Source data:
Begin

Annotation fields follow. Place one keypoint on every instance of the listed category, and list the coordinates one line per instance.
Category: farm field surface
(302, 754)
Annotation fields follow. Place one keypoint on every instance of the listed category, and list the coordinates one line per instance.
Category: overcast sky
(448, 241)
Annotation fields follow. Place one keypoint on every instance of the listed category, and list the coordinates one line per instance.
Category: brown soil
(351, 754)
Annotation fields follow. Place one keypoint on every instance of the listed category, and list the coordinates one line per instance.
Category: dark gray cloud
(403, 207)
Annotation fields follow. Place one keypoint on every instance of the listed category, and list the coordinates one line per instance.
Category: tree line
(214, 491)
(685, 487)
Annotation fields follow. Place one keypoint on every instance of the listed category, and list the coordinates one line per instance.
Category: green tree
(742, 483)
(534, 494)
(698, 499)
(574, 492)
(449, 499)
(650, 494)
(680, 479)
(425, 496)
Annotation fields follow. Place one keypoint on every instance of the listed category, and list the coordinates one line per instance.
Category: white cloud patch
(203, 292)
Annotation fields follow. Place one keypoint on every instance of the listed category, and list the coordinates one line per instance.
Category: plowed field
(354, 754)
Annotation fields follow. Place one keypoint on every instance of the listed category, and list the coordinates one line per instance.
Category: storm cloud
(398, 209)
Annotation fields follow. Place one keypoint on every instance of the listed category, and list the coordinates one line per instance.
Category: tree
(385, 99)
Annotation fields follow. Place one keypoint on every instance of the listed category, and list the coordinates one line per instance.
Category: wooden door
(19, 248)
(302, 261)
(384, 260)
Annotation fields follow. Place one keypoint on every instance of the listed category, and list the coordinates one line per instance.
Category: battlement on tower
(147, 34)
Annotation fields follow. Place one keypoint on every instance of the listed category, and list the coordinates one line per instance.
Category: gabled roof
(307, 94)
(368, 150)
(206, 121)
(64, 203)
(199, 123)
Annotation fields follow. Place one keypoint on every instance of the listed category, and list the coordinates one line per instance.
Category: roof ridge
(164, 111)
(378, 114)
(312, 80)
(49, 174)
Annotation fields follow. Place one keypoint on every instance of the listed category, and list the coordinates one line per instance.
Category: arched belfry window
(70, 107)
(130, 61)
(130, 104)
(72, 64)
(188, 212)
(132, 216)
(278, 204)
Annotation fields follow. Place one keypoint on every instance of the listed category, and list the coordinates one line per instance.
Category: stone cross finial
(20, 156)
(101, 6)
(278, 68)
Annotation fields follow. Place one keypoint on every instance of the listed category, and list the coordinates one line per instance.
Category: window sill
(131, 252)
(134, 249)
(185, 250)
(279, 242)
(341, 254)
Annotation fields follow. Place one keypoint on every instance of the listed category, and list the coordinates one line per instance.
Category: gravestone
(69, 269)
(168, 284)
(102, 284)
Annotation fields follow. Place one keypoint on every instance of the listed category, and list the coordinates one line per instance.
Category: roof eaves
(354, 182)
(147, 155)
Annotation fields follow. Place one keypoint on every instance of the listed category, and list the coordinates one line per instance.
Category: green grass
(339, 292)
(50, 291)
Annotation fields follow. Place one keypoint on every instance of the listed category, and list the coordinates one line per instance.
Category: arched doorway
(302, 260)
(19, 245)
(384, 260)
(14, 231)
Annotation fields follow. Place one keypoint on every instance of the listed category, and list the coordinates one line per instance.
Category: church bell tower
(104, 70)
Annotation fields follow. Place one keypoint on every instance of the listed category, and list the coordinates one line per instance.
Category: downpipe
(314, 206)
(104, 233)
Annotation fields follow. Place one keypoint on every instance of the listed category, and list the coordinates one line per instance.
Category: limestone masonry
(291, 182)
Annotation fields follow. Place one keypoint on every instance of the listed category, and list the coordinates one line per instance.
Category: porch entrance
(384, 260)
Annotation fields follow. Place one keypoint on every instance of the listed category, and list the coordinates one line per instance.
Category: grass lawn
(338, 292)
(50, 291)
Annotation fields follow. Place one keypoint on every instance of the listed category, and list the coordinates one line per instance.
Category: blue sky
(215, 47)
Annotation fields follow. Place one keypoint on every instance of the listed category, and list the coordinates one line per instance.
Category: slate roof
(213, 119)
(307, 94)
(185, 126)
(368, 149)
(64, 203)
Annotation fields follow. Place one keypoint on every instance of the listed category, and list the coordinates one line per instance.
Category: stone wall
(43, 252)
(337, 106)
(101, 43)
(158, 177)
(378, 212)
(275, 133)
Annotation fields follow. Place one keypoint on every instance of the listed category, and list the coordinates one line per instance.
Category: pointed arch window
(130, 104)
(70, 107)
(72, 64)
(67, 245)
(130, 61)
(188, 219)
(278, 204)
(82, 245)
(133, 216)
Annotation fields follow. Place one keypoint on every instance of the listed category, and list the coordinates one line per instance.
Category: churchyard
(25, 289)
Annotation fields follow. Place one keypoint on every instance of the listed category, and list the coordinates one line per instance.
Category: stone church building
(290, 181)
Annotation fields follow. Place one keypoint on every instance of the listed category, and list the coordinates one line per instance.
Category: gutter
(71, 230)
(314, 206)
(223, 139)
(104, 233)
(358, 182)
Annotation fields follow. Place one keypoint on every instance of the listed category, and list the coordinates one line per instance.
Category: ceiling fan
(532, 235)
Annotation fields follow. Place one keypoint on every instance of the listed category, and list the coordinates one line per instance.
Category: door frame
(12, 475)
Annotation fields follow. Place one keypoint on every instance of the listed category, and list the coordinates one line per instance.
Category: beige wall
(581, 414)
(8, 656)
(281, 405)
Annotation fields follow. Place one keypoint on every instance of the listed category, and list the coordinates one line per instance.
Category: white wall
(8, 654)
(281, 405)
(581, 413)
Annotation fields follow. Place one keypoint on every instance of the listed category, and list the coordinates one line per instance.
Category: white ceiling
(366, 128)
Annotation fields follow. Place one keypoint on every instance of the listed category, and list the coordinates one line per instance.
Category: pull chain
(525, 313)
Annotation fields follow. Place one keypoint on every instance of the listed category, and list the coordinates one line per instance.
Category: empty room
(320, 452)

End

Goal:
Return each line of the entries above that contains the word "white". Uppercase and lowercase count as different.

Problem solution:
Category: white cloud patch
Category: white wall
Category: white ceiling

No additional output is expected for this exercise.